**What is expected:**
Copy out exactly each line from the line with "where the chimney" through the last line of the material below.

**Data to process:**

- - - -

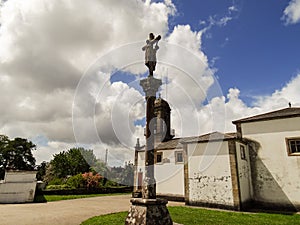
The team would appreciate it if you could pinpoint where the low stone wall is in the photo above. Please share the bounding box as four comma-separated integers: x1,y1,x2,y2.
0,171,36,203
39,187,133,195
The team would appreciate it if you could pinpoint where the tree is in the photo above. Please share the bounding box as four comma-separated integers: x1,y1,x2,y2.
50,148,96,178
0,135,36,179
120,163,134,186
36,161,48,181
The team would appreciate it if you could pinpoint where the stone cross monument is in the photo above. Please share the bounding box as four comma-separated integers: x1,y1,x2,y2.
125,33,173,225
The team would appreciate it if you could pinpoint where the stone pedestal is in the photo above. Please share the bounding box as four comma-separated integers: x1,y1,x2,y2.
125,76,173,225
125,198,173,225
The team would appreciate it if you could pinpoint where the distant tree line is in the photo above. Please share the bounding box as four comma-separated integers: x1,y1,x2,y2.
0,135,134,188
0,135,36,179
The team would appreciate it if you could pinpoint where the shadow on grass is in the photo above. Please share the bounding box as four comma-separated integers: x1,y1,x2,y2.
33,194,47,203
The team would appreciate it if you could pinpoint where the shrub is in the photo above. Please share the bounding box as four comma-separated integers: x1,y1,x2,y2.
82,172,103,189
46,184,74,190
67,173,85,188
48,177,65,185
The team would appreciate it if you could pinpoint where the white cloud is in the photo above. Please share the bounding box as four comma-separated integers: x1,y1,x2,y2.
282,0,300,24
0,0,176,165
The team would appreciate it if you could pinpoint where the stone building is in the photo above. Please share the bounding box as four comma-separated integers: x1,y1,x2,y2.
135,98,300,211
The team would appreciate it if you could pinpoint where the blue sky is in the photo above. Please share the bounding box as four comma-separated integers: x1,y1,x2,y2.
171,0,300,104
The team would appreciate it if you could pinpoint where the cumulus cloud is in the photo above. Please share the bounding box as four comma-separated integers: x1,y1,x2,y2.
281,0,300,24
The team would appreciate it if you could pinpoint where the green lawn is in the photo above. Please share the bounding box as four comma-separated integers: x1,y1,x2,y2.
81,206,300,225
34,193,129,203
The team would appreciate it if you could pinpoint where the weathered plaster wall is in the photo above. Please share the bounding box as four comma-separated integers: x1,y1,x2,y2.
154,149,184,197
236,142,253,203
137,149,184,197
187,142,234,207
242,118,300,209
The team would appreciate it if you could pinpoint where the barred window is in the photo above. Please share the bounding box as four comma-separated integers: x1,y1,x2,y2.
286,138,300,155
155,152,162,163
175,151,183,163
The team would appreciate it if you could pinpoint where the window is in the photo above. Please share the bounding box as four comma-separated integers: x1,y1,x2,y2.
286,138,300,155
155,152,162,163
240,145,246,160
175,151,183,163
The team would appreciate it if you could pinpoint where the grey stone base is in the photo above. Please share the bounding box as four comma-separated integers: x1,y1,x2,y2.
125,198,173,225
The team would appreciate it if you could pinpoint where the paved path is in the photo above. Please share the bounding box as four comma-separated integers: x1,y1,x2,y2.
0,195,184,225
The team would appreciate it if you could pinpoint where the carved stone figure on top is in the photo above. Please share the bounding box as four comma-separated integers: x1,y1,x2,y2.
142,33,161,76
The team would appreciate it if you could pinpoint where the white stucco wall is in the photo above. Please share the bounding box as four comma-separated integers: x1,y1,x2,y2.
187,141,234,206
242,117,300,207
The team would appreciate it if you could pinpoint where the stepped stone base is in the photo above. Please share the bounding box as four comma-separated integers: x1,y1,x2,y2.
125,198,173,225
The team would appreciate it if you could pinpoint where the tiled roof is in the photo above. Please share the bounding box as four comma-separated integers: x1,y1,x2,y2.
232,107,300,124
181,132,236,143
140,132,236,151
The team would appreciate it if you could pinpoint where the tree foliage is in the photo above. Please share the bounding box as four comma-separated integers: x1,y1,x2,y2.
49,148,96,178
0,135,36,179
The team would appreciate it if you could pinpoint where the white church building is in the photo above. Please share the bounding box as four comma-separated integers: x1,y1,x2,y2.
134,98,300,211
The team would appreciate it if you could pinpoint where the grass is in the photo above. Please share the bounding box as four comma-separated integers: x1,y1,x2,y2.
81,206,300,225
34,193,128,203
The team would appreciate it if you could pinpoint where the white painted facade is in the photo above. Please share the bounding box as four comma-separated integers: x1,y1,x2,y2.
136,108,300,211
0,171,36,203
241,117,300,210
187,142,234,207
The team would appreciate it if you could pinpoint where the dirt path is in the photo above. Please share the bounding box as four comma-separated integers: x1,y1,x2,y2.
0,195,183,225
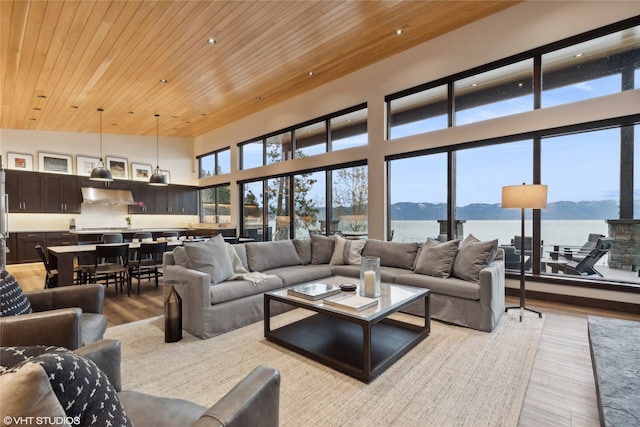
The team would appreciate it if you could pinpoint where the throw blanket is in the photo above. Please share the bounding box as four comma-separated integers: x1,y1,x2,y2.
227,243,276,286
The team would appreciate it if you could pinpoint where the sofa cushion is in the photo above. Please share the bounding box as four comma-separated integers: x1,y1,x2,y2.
0,346,131,426
209,276,282,304
247,240,300,272
184,235,233,283
329,235,367,265
362,239,419,270
414,238,460,278
0,270,32,317
293,239,311,265
395,273,480,301
266,264,331,286
452,234,498,283
172,243,191,268
310,234,335,264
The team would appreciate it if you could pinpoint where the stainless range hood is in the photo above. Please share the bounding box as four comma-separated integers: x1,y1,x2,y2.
81,187,133,205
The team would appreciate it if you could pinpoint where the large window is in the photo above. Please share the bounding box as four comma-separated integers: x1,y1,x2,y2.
200,185,232,224
456,140,533,245
389,153,447,242
238,104,368,169
454,59,533,126
542,27,640,108
197,147,231,178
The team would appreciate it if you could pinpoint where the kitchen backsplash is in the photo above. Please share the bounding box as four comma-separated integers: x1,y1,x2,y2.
9,203,198,232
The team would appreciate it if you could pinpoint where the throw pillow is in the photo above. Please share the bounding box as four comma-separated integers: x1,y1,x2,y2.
293,239,311,265
310,234,335,264
226,243,249,275
0,270,32,317
247,240,300,272
414,238,460,279
184,235,233,284
452,235,498,283
329,235,367,265
0,346,131,426
0,363,69,426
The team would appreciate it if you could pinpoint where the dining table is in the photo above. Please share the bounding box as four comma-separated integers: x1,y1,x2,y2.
47,239,184,286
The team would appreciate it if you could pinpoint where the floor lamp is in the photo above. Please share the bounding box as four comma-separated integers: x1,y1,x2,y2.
502,182,547,322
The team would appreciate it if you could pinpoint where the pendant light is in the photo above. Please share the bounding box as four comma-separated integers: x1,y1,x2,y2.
149,114,167,187
89,108,113,182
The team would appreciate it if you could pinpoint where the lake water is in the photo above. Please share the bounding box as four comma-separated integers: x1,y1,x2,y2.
391,220,608,251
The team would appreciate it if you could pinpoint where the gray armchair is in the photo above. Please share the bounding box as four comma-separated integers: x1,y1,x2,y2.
75,340,280,427
0,284,107,350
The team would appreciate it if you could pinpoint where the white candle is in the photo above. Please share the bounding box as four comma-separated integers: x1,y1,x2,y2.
364,271,376,296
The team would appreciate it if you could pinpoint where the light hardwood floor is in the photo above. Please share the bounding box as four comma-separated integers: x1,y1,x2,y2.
7,264,640,427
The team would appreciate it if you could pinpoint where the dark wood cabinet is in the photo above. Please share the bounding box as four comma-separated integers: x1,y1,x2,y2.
47,231,78,247
15,232,47,263
5,170,45,213
44,174,82,213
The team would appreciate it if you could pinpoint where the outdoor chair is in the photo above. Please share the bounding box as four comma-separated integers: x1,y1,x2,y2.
128,242,167,295
564,237,615,277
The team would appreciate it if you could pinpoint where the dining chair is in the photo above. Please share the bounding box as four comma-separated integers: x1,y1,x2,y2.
102,233,124,243
76,240,104,285
88,244,131,296
129,242,167,295
36,245,58,289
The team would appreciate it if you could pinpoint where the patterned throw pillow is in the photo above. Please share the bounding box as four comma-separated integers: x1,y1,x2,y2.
0,346,132,427
0,270,32,317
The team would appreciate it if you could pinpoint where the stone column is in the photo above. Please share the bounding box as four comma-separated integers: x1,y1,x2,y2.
607,219,640,271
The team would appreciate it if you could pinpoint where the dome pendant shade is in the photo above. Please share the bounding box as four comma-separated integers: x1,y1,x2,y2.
149,114,169,187
89,108,113,182
149,167,169,186
89,159,113,182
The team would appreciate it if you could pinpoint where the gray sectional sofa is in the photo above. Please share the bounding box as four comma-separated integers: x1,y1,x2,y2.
163,235,505,338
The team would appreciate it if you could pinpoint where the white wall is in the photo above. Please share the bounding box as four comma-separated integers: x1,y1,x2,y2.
195,1,640,238
0,129,196,185
0,129,198,232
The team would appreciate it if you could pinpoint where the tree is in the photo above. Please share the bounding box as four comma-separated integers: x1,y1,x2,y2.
333,166,369,231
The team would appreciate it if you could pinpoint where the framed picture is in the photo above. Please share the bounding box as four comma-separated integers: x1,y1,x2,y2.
76,156,100,176
105,156,129,179
38,151,73,175
131,162,153,181
7,153,33,171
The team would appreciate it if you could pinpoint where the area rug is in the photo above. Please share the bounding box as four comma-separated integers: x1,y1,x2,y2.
105,309,543,426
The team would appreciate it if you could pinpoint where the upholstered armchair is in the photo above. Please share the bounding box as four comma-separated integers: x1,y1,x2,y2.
75,339,280,427
0,271,107,350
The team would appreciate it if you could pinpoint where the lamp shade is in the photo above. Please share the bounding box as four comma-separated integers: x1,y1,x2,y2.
149,168,168,187
502,184,547,209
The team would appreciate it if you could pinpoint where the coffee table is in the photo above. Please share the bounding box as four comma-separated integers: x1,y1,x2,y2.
264,276,431,383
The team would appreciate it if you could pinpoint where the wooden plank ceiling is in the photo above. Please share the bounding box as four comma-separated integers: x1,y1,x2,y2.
0,0,518,137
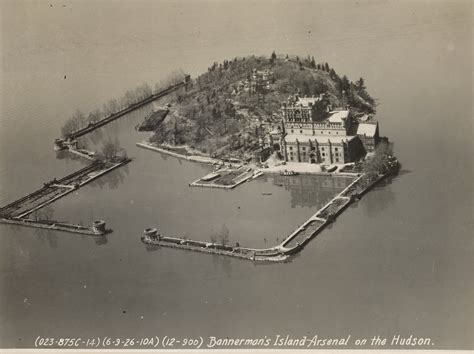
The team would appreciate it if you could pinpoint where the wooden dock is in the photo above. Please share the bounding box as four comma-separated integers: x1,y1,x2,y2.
60,81,189,141
141,173,390,262
0,158,131,235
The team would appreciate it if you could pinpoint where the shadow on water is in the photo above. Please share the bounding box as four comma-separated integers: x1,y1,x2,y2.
212,254,232,278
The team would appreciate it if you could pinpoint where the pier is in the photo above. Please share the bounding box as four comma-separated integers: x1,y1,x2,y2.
141,171,393,262
55,80,189,150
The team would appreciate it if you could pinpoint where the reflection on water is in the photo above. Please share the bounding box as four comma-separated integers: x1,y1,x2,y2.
89,164,129,189
273,175,352,208
211,254,232,278
364,176,399,218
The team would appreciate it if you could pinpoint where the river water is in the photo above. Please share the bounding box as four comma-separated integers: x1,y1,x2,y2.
0,2,474,349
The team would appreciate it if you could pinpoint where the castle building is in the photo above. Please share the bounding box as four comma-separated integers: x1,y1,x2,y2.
280,95,368,164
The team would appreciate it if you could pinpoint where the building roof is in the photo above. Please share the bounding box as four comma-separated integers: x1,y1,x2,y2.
296,97,320,107
328,110,349,123
357,123,377,136
285,134,356,144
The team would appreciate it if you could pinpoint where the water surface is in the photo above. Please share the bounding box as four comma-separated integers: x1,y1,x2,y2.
0,2,474,349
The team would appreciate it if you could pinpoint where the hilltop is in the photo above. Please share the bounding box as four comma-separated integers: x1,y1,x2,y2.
150,53,376,158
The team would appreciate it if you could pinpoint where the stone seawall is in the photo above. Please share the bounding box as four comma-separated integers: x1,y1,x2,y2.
142,173,390,262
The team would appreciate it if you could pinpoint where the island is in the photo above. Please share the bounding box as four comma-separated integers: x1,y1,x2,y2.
0,52,401,262
137,52,400,261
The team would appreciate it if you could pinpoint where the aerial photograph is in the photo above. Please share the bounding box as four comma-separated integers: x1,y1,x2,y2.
0,0,474,353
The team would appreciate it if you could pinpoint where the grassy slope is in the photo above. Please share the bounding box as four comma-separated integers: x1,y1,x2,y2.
152,56,376,157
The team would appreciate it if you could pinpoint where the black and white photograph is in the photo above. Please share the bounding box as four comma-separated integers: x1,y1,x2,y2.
0,0,474,353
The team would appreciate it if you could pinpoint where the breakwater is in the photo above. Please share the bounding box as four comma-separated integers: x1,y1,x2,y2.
55,81,189,145
141,171,393,262
0,158,131,235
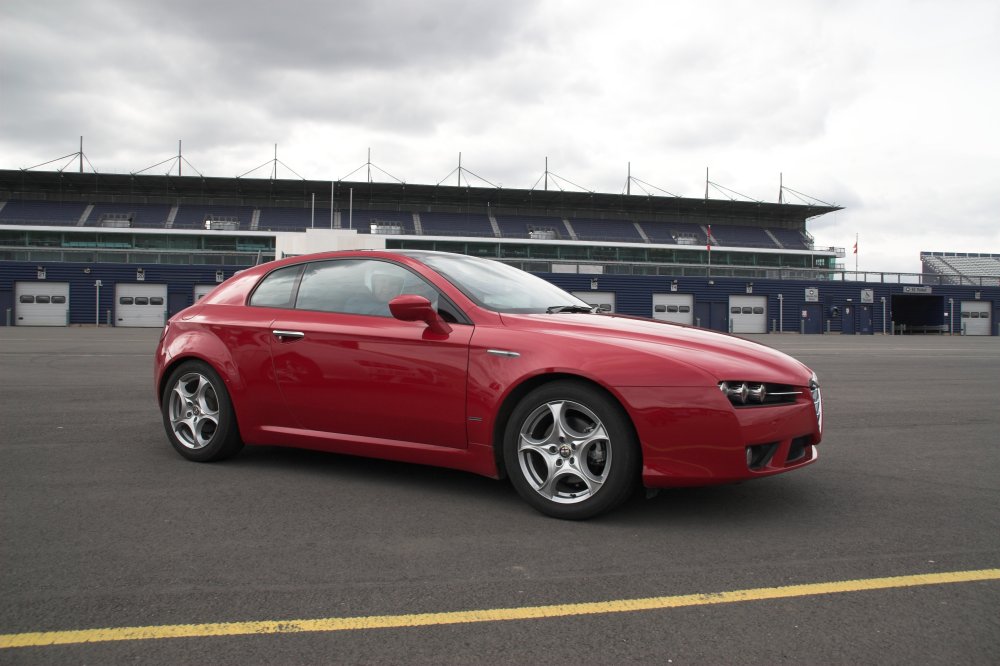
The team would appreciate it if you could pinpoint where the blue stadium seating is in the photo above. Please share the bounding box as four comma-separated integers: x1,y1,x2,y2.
85,203,173,229
769,229,810,250
173,204,254,231
0,201,87,226
420,213,493,237
569,217,643,243
639,220,707,246
496,215,566,239
712,224,778,248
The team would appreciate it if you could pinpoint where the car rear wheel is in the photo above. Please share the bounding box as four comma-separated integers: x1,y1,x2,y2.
503,381,639,520
160,361,243,462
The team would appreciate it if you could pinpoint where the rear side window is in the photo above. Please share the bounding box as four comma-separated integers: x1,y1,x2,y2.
250,266,302,308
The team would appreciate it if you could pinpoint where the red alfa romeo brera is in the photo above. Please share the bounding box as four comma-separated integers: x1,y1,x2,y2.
155,250,823,519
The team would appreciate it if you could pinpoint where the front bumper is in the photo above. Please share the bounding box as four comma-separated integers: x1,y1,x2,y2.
621,387,822,488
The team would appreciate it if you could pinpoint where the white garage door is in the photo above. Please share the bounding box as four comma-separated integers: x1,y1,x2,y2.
653,294,694,326
962,301,991,335
573,291,615,312
14,280,69,326
115,282,167,328
729,296,767,333
194,284,219,303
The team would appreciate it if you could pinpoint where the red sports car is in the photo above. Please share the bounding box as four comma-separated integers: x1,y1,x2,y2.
155,251,823,519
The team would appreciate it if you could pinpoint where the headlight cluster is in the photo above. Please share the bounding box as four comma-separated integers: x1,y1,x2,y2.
719,381,799,407
809,372,823,430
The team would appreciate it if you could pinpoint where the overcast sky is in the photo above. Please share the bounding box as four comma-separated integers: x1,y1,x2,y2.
0,0,1000,272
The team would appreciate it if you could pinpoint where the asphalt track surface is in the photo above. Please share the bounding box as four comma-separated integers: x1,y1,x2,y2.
0,328,1000,664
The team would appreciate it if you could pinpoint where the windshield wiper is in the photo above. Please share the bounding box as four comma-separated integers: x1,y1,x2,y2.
545,305,594,314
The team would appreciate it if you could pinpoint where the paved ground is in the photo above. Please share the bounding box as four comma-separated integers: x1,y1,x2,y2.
0,328,1000,664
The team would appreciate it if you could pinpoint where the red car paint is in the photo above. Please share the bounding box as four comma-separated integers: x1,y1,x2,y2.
155,251,822,488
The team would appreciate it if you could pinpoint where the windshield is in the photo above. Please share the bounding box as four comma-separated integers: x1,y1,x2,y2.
404,252,591,313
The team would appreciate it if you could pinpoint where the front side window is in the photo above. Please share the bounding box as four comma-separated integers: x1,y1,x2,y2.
407,252,588,313
295,259,438,317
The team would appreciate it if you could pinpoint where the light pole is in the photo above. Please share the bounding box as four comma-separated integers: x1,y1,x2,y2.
94,280,101,327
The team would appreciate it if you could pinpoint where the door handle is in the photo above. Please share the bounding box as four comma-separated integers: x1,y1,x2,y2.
271,329,306,342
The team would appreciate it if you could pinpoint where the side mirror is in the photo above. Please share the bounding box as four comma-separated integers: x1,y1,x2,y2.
389,294,451,335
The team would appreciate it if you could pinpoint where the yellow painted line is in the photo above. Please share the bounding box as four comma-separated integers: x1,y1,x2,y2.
0,569,1000,649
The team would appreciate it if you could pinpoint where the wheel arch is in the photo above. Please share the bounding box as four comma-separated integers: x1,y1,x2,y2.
493,372,643,479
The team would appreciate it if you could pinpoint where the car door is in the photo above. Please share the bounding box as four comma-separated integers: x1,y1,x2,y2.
271,259,473,448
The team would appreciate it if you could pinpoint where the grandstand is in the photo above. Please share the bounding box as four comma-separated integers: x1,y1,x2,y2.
920,252,1000,287
0,170,1000,335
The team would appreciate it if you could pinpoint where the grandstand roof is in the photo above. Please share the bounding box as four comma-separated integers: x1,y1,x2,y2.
0,170,841,230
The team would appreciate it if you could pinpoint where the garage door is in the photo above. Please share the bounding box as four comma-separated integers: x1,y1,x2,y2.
729,296,767,333
573,291,615,312
14,280,69,326
115,282,167,328
194,284,219,303
653,294,694,326
962,301,991,335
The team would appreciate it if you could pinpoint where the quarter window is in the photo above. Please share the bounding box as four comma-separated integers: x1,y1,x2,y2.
250,266,302,308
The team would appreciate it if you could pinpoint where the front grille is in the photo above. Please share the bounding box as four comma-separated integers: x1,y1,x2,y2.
719,381,801,407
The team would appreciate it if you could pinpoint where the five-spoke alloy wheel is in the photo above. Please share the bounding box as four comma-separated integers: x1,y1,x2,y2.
161,361,243,462
504,381,638,519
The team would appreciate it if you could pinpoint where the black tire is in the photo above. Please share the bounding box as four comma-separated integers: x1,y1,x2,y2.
160,361,243,462
503,380,640,520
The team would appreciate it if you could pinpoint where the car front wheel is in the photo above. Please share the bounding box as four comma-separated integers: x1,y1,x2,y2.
160,361,243,462
503,381,639,520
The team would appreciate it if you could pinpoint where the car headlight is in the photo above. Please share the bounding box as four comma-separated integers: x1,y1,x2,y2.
719,380,801,407
809,372,823,430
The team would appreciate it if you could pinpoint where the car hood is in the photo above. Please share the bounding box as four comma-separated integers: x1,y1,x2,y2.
503,313,812,386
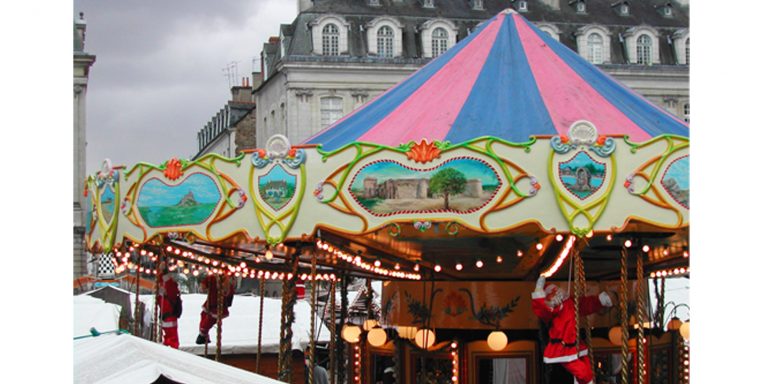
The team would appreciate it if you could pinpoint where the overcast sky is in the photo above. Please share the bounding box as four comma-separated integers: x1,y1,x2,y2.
73,0,296,174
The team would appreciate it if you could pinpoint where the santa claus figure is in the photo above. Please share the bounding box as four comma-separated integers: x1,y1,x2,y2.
531,276,613,384
195,274,235,344
158,262,181,349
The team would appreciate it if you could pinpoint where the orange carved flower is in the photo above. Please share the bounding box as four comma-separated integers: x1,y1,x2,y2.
164,157,184,180
597,136,605,146
405,139,440,163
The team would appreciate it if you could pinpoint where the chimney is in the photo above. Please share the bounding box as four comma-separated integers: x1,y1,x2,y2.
232,77,253,103
297,0,314,13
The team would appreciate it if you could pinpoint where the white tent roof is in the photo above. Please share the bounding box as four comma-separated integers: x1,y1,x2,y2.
74,334,280,384
141,294,330,355
73,295,120,337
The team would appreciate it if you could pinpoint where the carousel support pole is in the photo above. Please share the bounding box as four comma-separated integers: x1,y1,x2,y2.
308,251,317,383
132,252,141,337
216,275,224,361
328,280,338,384
619,247,629,384
335,273,349,383
256,275,266,373
573,244,596,372
635,248,647,384
150,255,165,343
277,251,299,383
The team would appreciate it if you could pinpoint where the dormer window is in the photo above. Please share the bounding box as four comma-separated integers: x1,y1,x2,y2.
656,3,672,17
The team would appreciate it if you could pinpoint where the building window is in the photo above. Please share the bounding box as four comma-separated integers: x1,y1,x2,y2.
432,27,448,57
323,24,339,56
587,33,605,64
637,35,653,65
376,25,395,57
320,97,344,128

- - - -

**Completed task:**
The team would appreciate it if you could pinpoint where the chimney is in the photo above. Please share the bounding box as four comma-separated integers: x1,y1,x2,y2.
232,77,253,103
297,0,314,13
The team would appreciate it if you could pinpoint where the white tent roof is in the photo above. Please share the bounding box as four comma-separated integers: x1,y1,x2,y2.
74,334,280,384
141,294,330,355
73,295,120,337
The team would appreciate it if you could pinpoint where the carousel support pole is in the photo above. Please share the bounding box as four comma-separated integers: x1,y1,x2,y2.
308,251,317,383
132,252,141,337
216,275,224,361
328,280,338,384
619,247,629,384
335,273,349,383
256,275,266,373
573,244,596,372
635,248,647,384
150,255,165,343
277,251,299,383
The team would appreciate it if you could pinpoint where the dormer window is in the photo above. Please share the bounding box as four comma-separated integers: x1,y1,x2,y2.
656,3,672,17
The team would appreciate it if you could pinpoint where the building window is in the photo above. Please share the bounding box as four comma-separated integers: x1,y1,x2,y2.
432,27,448,57
323,24,339,56
587,33,605,64
637,35,653,65
376,25,395,57
320,97,344,128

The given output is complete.